Poppy Cleall
- Born: 12 June 1992 (age 34) Norwich, Norfolk, England
- Height: 181 cm (5 ft 11 in)
- Weight: 96 kg (15 st 2 lb)
- Notable relative: Bryony Cleall (twin sister)

Rugby union career
- Position: Flanker / Lock / Number 8
- Current team: Saracens Women

Senior career
- Years: Team / Apps / (Points)
- 2010–2013, 2015–2016: Bristol
- 2013–2015, 2016–: Saracens / 121

International career
- Years: Team / Apps / (Points)
- 2011–2013: England U20s
- 2016–: England / 65 / (110)
- Medal record
Representing England
Women's rugby union
Rugby World Cup
| Silver medal – second place | 2021 New Zealand | Team competition |
| Silver medal – second place | 2017 Ireland | Team competition |

= Poppy Cleall =

England international rugby union player

Poppy Georgia Cleall (born 12 June 1992) is an English rugby union player. She also plays for Saracens Women at club level. She is the 2021 Six Nations Player of the Year, England Player of the year and the leading all time Premiership try scorer. She was nominated for World Player of the Year in 2021. She has won 5 Grand Slams and 4 Premiership Titles with Saracens.

== International career ==
Cleall made her England debut at the 2016 Women's Six Nations Championship. In 2017 she featured in every game of the 2017 Six Nations in which England won the Grand Slam.

The same year, she was selected for the 2017 Women's Rugby World Cup team as an injury replacement; England reached the final of the tournament.

The following year she again played for England's 2018 Six Nations team, switching between flanker, No. 8 and second row.

Her Six Nations career continued in 2019 when she scored four tries for her country, representing in each of England's games. She was offered a professional contract with the England team in 2019, and played in the 2019 Super Series in San Diego that summer.

Cleall scored a hat trick in England's 66-7 win over Wales in the 2020 Women's Six Nations Championship, and was named player of the match in England's opening game against Scotland. She was also named the Six Nations Player of the Championship.
+ + + + + + +
- TASK PROMPT
In the Poppy Cleall profile, which team did England beat 66-7 in the 2020 Women's Six Nations Championship?
+ + + + + + +
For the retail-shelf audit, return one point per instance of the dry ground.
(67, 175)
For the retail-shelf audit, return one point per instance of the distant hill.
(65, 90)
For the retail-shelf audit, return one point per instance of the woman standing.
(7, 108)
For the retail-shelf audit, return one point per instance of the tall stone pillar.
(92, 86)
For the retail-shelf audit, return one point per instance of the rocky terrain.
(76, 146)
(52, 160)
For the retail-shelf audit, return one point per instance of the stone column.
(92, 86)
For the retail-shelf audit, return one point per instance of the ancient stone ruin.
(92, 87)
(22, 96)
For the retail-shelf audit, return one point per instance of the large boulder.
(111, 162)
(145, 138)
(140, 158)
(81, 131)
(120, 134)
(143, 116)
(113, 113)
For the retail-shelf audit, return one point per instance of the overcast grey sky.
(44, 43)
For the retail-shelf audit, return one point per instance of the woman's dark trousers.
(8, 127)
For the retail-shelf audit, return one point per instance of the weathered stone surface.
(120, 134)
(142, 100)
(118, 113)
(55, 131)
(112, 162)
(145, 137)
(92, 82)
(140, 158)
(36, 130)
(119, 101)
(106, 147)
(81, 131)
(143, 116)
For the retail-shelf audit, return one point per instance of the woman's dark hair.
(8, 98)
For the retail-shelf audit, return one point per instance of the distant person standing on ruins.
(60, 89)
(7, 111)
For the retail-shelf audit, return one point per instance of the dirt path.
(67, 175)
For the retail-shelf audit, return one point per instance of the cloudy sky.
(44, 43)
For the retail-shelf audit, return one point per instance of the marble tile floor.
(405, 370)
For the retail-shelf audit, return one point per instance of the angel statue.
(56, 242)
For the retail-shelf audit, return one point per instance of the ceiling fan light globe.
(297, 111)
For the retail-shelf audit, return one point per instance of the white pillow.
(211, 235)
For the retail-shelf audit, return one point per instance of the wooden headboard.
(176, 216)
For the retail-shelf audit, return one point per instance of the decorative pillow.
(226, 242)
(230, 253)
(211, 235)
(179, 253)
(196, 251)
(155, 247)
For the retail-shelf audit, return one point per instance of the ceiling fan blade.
+ + + + + + +
- TASK ANSWER
Wales